Brief:
Read through the data below and state how many of its lines contain the word "pedestrian", adding nothing.

Given records:
....
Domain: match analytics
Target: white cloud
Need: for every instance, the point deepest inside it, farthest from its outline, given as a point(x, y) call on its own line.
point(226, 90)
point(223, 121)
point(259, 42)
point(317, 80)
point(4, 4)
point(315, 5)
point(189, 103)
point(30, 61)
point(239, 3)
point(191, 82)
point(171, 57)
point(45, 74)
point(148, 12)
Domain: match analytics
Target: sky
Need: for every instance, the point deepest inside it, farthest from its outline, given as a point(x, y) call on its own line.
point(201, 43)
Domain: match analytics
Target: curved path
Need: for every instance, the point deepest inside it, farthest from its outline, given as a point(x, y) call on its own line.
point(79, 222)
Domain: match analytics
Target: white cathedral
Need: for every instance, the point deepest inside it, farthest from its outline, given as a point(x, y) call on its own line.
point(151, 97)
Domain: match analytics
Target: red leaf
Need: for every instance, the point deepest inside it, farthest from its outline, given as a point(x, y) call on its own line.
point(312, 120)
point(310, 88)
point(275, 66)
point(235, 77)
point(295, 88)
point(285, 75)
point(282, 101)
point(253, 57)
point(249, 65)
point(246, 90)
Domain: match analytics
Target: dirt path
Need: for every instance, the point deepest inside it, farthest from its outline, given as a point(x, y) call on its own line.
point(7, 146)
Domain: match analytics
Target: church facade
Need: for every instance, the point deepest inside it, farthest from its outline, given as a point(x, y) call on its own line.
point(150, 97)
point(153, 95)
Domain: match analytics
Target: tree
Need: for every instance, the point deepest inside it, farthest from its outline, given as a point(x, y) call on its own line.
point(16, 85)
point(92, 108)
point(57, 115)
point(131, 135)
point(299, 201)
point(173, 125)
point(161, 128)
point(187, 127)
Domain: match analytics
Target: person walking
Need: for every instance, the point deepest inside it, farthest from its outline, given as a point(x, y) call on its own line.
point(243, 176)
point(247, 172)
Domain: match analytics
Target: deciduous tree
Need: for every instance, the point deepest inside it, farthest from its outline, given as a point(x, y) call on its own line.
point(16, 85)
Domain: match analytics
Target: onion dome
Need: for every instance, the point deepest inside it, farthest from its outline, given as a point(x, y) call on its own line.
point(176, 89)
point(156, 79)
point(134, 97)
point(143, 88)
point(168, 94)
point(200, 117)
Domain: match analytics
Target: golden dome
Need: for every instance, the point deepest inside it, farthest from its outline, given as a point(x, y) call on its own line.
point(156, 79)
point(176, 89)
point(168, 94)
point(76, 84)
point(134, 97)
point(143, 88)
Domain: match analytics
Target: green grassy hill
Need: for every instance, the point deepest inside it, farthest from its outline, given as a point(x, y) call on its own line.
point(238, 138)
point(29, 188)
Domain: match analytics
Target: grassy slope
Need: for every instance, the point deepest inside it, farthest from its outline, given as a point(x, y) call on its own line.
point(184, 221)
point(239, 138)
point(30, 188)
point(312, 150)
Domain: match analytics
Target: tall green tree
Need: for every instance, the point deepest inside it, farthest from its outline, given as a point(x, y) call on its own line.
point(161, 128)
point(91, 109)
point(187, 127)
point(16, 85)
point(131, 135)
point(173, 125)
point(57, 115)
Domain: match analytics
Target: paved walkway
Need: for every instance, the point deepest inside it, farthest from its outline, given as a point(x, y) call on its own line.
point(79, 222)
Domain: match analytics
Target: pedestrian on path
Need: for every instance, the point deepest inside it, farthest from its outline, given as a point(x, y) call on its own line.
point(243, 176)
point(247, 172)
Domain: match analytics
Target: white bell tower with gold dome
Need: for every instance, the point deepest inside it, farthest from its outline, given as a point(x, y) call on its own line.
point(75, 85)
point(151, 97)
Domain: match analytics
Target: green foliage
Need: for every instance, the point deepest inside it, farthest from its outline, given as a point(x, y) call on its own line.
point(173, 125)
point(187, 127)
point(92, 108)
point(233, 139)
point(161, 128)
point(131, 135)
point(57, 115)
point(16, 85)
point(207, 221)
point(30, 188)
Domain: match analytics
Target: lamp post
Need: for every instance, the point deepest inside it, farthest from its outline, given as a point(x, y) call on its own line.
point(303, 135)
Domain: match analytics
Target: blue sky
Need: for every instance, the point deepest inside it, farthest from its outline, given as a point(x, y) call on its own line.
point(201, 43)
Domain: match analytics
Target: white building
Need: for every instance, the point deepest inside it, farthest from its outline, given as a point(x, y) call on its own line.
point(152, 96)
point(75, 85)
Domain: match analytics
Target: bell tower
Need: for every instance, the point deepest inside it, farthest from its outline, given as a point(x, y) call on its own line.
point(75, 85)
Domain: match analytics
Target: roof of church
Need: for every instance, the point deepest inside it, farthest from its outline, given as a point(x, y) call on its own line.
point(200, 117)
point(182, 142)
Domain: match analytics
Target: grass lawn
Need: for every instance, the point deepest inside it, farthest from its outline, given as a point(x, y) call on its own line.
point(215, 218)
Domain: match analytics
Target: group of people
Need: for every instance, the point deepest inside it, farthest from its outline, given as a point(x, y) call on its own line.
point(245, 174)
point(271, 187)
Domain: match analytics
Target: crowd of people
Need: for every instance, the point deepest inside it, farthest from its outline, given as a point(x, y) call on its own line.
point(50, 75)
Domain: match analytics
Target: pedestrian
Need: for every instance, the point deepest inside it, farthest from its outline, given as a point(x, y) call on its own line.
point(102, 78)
....
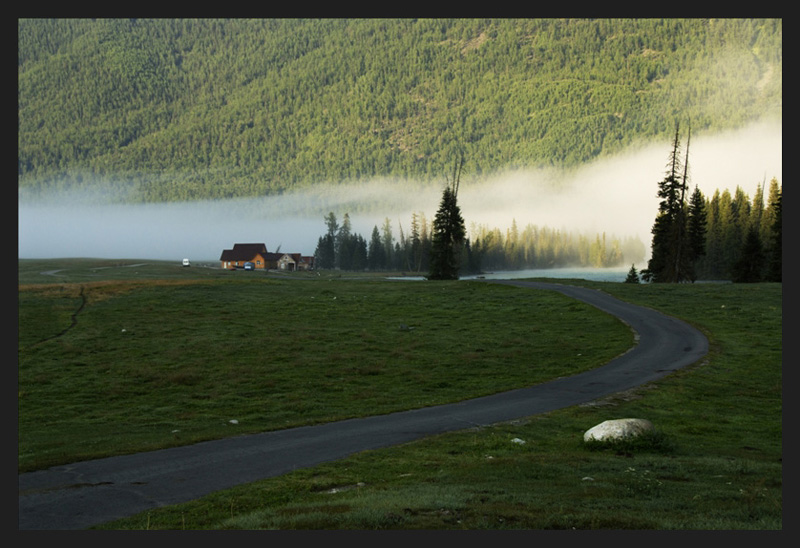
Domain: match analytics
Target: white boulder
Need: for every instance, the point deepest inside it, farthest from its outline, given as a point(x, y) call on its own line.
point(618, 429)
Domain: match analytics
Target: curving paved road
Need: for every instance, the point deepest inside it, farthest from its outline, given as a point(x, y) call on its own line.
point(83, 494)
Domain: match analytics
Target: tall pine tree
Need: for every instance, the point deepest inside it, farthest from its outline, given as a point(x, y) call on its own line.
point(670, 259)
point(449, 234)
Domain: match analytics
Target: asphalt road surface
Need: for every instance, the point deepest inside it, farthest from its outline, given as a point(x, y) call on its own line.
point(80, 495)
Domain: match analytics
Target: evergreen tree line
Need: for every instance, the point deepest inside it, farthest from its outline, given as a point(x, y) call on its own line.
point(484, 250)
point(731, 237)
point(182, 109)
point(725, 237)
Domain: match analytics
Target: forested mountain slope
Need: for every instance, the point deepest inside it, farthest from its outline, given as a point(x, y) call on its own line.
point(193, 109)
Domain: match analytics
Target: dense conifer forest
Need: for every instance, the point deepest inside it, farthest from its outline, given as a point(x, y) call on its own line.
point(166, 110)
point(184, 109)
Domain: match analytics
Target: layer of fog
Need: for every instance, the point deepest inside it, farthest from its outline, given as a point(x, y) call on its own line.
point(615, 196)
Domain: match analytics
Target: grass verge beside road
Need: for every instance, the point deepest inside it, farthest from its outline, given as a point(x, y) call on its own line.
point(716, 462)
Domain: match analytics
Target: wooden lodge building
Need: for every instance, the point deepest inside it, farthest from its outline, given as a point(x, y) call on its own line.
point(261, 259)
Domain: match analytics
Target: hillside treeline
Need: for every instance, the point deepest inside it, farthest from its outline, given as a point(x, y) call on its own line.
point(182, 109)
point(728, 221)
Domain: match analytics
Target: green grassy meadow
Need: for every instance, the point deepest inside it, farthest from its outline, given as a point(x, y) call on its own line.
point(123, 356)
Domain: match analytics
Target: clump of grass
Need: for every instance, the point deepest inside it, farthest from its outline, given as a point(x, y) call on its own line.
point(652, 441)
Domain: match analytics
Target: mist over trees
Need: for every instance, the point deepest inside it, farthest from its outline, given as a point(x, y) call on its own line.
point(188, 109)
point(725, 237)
....
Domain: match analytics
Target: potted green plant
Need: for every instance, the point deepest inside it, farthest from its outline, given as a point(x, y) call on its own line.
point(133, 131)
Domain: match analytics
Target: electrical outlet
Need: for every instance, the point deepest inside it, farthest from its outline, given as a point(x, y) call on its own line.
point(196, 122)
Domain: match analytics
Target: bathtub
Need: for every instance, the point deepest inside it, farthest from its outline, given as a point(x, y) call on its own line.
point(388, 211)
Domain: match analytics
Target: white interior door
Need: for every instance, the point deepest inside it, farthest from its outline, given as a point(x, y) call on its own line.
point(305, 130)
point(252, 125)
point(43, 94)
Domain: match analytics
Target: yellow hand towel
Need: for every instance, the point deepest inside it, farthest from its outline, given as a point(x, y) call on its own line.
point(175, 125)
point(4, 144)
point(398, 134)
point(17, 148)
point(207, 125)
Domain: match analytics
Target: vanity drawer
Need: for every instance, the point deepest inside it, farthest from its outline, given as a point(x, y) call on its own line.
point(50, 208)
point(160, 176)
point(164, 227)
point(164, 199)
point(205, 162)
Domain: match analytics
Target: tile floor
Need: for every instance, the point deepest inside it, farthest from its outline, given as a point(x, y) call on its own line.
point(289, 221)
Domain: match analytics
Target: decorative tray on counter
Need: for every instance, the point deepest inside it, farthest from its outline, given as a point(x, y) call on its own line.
....
Problem solution:
2